--- start ---
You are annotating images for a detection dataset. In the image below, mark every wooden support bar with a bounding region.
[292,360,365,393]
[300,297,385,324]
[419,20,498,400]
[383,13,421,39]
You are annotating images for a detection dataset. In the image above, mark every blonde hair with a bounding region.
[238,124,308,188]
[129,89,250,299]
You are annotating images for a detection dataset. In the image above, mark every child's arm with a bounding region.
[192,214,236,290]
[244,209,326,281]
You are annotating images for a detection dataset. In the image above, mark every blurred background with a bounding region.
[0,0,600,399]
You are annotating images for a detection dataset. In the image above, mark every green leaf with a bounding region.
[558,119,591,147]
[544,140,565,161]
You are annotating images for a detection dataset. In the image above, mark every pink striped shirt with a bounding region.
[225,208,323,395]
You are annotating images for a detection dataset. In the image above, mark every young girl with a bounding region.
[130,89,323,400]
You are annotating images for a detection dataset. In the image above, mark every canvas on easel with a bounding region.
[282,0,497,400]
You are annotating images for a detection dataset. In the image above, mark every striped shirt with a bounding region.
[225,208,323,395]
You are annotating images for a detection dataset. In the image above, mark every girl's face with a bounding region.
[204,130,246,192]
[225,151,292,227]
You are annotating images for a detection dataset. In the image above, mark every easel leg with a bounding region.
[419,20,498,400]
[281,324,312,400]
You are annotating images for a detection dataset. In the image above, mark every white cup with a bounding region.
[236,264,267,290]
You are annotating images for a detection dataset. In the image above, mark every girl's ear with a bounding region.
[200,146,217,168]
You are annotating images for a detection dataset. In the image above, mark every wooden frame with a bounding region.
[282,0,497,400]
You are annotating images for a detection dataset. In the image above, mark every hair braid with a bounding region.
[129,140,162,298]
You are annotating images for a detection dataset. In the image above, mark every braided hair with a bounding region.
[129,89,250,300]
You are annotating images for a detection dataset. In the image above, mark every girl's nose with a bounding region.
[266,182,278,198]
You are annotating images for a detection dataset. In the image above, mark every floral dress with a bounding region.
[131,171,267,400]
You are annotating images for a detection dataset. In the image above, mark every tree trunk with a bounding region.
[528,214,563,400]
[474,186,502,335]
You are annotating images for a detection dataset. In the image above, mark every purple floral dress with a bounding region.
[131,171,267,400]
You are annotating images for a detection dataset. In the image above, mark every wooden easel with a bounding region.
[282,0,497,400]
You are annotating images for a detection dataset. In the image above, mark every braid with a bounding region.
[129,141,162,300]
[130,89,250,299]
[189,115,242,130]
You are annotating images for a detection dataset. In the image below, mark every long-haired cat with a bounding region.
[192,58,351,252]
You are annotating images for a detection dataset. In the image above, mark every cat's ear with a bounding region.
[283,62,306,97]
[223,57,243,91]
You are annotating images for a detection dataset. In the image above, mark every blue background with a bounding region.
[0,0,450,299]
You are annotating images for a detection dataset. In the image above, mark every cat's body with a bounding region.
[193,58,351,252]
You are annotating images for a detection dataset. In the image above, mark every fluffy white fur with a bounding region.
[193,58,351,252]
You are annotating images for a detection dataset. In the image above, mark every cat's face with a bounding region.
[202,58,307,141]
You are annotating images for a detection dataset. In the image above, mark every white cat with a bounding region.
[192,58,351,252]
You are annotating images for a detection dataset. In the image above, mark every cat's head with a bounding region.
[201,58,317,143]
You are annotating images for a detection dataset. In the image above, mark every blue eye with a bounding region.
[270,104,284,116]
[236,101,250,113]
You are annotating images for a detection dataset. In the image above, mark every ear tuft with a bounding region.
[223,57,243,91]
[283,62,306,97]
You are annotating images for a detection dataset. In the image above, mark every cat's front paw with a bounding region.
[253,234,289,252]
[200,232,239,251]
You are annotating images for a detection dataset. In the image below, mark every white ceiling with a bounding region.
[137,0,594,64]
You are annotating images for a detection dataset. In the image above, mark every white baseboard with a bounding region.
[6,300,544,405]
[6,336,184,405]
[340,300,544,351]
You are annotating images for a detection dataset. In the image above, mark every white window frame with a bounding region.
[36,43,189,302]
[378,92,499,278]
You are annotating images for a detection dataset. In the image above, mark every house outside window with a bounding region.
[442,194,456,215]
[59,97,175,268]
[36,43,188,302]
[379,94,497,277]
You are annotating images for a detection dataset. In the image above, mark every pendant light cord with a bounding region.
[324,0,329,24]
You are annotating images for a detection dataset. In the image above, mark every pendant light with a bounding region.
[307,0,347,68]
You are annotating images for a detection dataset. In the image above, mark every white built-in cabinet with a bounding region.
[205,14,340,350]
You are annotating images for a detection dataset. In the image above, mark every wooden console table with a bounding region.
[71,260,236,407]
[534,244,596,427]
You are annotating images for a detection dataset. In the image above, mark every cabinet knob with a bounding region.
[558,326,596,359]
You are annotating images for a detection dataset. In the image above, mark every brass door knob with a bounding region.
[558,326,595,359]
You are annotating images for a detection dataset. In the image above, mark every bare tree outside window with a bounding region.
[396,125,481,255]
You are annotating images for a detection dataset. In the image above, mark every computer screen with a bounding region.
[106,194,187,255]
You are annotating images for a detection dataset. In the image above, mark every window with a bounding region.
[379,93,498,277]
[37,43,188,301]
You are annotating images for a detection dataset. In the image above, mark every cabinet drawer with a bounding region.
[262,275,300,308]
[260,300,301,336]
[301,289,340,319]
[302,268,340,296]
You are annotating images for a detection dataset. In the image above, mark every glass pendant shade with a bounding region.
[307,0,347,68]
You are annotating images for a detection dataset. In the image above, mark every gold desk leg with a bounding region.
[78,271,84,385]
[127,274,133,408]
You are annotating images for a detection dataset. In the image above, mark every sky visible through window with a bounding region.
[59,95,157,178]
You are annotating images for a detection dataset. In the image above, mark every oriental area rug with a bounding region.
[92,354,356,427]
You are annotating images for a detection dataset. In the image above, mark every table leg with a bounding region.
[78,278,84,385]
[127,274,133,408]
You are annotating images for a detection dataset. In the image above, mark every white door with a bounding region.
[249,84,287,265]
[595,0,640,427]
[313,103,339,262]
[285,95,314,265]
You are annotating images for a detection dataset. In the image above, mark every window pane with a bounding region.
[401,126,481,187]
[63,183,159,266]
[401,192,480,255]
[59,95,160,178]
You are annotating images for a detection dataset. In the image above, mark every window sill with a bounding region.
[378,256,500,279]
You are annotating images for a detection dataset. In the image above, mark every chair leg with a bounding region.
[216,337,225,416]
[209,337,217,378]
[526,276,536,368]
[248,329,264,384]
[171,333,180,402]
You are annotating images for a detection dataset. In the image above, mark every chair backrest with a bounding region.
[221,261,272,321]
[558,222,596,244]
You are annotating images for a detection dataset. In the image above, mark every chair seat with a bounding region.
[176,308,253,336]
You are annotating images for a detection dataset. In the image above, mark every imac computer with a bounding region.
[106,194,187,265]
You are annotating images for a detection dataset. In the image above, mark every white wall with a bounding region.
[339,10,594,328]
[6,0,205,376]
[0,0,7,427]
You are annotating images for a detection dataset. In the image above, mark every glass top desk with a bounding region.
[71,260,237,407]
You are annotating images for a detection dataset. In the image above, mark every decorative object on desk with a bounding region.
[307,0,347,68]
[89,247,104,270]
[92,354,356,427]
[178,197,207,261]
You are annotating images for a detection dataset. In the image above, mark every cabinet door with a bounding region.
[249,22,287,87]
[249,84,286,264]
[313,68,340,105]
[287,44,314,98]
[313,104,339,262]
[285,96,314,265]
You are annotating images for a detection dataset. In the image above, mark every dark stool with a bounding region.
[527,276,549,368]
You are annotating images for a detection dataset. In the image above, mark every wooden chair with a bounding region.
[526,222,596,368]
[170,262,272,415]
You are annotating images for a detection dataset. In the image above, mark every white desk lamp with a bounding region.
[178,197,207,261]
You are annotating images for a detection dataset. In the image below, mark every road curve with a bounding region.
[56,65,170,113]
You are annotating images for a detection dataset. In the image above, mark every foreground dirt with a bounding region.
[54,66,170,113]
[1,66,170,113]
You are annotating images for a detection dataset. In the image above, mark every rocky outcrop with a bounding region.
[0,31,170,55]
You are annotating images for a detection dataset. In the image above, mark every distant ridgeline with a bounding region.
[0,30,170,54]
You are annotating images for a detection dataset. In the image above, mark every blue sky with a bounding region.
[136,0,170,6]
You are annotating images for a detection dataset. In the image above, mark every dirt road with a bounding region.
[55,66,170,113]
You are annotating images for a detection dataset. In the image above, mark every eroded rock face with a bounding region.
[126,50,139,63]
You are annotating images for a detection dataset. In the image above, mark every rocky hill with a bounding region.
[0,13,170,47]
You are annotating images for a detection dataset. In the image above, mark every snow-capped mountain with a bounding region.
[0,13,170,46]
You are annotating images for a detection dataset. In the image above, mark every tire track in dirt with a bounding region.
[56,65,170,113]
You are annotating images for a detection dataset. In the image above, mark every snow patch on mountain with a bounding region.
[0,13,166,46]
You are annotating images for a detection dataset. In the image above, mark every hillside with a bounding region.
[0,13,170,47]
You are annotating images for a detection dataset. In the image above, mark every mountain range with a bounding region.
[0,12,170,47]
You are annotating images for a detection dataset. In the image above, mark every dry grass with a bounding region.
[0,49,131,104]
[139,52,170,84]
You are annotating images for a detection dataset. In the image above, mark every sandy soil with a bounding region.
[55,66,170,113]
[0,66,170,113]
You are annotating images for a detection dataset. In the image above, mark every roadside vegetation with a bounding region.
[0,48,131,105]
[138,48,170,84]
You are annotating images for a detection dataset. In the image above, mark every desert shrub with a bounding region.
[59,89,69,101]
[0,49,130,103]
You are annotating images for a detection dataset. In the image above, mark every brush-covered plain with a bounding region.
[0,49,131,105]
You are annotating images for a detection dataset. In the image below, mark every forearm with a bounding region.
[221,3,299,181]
--- end ---
=== Exercise instructions ===
Count the lines in the listing above that contain the string "glass", treating uppercase and lowercase as different. Reply with the number alone.

=== Correct result ===
2